• Source:
Name Type Description
name str

Column name

data_type str

String alias for a pyarrow data type (e.g., "string", "int64", "float64", "timestamp"). Data from the specified domain will be cast to this type on a best-effort basis.

column_type ColumnType

Type of column (independent, stateful, derived, foreign_key)

column_category_type ColumnCategoryType

Data model category type for column (metadata or measurement)

domain Optional[Domain]

Domain specification (for independent/stateful columns only)

derivation Optional[Derivation]

Derivation specification (for derived columns only)

The column category can be metadata or measurement (see supported data models for examples).

rockfish.actions.ent.ColumnCategoryType

Source code in src/rockfish/actions/ent/generate.py
635
636
637
class ColumnCategoryType(str, Enum):
    METADATA = "metadata"
    MEASUREMENT = "measurement"

rockfish.actions.ent.ColumnType

Source code in src/rockfish/actions/ent/generate.py
628
629
630
631
632
class ColumnType(str, Enum):
    INDEPENDENT = "independent"
    STATEFUL = "stateful"
    DERIVED = "derived"
    FOREIGN_KEY = "foreign_key"
  • Independent: Generated independently using a domain (cannot use temporal domains)
  • Stateful: Temporal columns using state machines or timeseries (must be of measurement category)
  • Derived: Computed from other columns using derivation functions
  • Foreign Key: References another entity (must be metadata category)

Validation rules by column type:

Column Type Requires Cannot Have Category Type
independent domain (non-temporal) derivation Any
stateful domain (STATE_MACHINE or TIMESERIES) derivation measurement only
derived derivation domain Any
foreign_key (auto-generated) domain, derivation metadata only

rockfish.actions.ent.Domain

Domain specification for independent and stateful columns.

Categorical domain
Domain(
    type=DomainType.CATEGORICAL,
    params=CategoricalParams(
        values=["alice", "bob", "charlie"],
        with_replacement=False
    )
)

Attributes:

Name Type Description
type DomainType

The type of domain/generator to use

params Union[IDParams, SequentialIntParams, CategoricalParams, UniformDistParams, NormalDistParams, ExponentialDistParams, TimeseriesParams, StateMachineParams]

Typed parameters specific to the domain type

rockfish.actions.ent.DomainType

Source code in src/rockfish/actions/ent/generate.py
23
24
25
26
27
28
29
30
31
class DomainType(str, Enum):
    ID = "id"

• Input records:
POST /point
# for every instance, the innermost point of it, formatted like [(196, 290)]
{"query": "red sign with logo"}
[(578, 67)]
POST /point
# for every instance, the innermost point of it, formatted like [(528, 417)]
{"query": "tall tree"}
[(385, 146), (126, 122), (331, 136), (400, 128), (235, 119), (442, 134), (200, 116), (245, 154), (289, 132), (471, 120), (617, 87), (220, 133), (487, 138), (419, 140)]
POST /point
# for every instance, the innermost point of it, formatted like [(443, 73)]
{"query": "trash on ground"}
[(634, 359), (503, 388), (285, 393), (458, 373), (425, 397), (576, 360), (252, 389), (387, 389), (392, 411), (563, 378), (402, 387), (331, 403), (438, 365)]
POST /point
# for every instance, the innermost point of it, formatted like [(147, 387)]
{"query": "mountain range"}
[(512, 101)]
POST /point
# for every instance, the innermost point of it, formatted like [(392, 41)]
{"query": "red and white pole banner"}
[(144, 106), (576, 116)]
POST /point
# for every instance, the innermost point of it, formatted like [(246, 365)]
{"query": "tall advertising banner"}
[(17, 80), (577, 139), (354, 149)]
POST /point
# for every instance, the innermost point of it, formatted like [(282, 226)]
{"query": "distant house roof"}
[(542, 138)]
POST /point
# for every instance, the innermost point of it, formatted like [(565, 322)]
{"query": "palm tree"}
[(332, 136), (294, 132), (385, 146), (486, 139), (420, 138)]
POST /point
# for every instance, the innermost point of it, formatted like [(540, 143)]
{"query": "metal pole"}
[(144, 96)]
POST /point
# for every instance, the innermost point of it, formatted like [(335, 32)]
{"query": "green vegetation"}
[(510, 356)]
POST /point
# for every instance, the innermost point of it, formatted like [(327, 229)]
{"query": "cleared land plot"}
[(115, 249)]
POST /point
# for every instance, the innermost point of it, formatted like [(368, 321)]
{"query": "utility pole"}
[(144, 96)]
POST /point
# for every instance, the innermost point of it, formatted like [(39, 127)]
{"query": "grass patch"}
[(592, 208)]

• What is asked:
(1) According to the reference page, what category type must a foreign_key column have?
(2) Find every line in the rows that contains the string "pole", and copy each one. Case counts.
The reference page and the rows have nothing to do with each other.

• Answers for the tasks:
(1) Metadata only.

(2)
{"query": "red and white pole banner"}
{"query": "metal pole"}
{"query": "utility pole"}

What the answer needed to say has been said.